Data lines
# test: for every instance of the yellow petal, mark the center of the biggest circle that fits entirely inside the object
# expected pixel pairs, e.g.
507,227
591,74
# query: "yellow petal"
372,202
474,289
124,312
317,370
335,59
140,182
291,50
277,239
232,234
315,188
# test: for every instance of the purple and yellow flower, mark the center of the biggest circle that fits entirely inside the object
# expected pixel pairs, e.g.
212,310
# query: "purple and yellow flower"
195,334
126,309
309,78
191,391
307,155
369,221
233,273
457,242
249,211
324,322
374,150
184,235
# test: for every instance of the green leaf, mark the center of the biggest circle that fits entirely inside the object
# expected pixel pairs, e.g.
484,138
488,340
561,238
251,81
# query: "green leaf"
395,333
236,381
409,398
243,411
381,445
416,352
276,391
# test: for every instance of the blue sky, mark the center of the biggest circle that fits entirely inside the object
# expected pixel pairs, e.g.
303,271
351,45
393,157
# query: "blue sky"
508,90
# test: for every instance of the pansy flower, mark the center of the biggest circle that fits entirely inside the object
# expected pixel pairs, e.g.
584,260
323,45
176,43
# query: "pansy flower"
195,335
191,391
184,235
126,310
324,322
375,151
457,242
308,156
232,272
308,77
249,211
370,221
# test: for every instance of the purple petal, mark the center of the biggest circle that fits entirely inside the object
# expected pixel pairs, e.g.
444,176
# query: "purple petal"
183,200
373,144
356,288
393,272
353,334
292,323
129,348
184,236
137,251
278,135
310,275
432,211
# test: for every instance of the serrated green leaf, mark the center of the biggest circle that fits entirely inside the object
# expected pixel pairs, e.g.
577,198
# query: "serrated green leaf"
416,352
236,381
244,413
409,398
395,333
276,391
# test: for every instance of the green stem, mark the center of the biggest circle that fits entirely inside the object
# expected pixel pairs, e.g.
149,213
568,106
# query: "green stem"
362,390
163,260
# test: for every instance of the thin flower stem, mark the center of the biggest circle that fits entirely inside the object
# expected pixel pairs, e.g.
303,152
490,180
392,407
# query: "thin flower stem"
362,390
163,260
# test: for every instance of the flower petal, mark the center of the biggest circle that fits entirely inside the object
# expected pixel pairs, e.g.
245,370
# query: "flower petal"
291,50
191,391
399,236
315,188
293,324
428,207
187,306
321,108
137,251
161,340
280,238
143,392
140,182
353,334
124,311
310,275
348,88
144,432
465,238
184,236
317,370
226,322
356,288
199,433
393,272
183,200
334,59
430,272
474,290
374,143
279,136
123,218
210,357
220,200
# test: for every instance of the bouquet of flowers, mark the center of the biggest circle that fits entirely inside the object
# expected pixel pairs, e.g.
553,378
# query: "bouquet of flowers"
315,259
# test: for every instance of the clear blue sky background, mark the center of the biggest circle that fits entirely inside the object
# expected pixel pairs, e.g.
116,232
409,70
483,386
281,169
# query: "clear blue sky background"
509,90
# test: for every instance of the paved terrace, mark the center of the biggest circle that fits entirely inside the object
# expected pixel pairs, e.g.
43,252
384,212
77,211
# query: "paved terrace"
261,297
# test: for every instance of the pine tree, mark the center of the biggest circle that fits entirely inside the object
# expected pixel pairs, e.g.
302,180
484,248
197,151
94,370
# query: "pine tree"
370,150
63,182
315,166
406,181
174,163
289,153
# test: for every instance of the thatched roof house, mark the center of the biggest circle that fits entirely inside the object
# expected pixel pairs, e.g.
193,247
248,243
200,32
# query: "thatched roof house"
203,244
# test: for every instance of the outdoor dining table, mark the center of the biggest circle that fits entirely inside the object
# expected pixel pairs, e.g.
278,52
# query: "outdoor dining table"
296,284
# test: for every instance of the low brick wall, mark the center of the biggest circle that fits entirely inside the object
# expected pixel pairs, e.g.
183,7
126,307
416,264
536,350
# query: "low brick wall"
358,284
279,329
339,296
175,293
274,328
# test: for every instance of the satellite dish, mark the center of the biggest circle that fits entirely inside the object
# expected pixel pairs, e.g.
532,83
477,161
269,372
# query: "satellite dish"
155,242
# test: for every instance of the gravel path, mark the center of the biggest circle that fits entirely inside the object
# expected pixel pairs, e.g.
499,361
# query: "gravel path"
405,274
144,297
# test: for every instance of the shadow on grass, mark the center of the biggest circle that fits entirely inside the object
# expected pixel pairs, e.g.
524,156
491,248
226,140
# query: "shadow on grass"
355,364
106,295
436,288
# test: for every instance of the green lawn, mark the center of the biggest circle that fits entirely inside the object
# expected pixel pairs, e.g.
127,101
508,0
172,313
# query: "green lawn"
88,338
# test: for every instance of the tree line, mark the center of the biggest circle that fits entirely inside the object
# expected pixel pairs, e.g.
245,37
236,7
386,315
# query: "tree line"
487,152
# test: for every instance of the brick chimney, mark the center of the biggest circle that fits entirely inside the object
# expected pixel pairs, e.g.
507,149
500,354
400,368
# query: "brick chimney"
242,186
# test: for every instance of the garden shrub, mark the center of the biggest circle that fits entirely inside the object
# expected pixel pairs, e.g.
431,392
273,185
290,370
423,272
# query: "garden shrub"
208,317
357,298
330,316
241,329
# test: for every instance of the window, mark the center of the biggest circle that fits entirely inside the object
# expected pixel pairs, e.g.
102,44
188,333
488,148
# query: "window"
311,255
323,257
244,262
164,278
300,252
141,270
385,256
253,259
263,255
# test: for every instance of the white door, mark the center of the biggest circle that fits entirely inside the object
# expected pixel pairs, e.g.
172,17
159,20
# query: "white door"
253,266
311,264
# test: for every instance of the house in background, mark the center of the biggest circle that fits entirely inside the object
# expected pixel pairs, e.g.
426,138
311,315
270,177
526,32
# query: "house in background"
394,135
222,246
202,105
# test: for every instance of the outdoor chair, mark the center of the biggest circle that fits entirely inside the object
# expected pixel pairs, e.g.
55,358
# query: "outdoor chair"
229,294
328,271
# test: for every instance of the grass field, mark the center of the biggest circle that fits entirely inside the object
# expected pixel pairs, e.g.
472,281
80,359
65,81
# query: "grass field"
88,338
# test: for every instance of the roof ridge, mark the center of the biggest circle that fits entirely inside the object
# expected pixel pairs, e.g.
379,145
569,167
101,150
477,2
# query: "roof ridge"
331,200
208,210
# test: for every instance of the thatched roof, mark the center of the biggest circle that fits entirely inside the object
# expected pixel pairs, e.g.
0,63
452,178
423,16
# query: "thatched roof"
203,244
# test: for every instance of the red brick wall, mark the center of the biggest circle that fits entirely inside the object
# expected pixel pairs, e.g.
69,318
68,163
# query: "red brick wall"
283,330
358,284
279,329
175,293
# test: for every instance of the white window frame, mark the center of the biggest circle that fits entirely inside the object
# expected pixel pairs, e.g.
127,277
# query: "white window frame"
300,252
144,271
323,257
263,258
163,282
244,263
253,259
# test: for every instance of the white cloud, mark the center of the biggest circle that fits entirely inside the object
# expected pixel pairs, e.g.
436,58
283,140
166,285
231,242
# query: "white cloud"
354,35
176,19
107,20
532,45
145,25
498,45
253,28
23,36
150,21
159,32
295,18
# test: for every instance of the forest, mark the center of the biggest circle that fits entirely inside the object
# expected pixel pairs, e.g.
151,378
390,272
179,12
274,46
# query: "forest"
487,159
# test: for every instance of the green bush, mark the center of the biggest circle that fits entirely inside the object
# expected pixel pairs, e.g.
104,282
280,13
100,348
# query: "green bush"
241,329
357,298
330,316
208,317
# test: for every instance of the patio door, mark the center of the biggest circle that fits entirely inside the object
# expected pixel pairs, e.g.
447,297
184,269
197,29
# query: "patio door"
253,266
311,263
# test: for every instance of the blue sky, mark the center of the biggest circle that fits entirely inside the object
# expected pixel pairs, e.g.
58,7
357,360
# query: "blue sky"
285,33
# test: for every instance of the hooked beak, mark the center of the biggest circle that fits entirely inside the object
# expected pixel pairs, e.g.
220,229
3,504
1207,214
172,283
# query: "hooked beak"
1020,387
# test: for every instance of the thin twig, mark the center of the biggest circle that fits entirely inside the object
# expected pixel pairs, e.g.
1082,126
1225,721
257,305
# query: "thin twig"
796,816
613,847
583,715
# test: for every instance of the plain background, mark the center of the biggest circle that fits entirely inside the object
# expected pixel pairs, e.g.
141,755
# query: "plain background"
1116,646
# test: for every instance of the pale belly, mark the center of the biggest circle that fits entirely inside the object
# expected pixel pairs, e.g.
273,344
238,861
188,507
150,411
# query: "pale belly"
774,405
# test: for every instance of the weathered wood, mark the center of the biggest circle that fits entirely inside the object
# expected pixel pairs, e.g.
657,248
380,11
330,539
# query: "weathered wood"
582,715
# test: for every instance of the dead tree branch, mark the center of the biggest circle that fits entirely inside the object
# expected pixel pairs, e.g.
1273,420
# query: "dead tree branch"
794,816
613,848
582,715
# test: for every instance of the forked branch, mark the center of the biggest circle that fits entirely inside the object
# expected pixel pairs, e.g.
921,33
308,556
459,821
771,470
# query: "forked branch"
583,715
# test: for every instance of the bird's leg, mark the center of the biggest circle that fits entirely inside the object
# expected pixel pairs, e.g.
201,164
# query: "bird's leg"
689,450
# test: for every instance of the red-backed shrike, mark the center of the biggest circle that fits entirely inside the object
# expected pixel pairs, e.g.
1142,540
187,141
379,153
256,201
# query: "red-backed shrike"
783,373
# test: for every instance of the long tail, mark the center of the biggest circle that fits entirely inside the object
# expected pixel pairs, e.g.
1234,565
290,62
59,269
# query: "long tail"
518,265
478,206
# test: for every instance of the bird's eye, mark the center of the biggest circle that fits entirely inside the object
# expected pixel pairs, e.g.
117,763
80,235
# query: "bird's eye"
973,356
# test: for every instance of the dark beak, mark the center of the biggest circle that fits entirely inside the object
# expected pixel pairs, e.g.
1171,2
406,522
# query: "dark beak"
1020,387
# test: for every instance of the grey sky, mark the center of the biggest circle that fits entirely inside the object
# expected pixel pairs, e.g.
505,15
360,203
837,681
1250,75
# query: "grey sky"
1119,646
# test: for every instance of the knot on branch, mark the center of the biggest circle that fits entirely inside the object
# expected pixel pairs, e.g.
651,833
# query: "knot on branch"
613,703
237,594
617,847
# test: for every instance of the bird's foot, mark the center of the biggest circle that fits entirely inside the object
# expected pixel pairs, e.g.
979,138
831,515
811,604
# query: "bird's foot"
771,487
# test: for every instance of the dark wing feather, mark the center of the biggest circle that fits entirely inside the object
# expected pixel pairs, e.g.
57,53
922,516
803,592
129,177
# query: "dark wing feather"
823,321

What to do
Put the stretch from the line containing "# test: for every instance of the knot" through the end of the items into a numbered list, leaving out any blank lines.

Response for this exercise
1. # test: for every instance of the knot on branch, mark the center of the biggest circle that fits entirely inside the object
2. # expected pixel pairs, e.g.
3. 651,833
4. # query: "knot on branch"
5. 613,703
6. 237,594
7. 617,847
8. # test: for every instance of the bird's foot, mark the center of the biggest circle that fits entirely inside the object
9. # expected pixel pairs, e.g.
10. 979,138
11. 831,515
12. 811,604
13. # query: "bird's foot"
14. 771,487
15. # test: for every instance of the dark wing feather, mark the center of the biggest circle that fits entirely inside the object
16. # expected pixel pairs, e.g.
17. 57,53
18. 922,516
19. 803,592
20. 129,177
21. # query: "dark wing feather"
22. 823,321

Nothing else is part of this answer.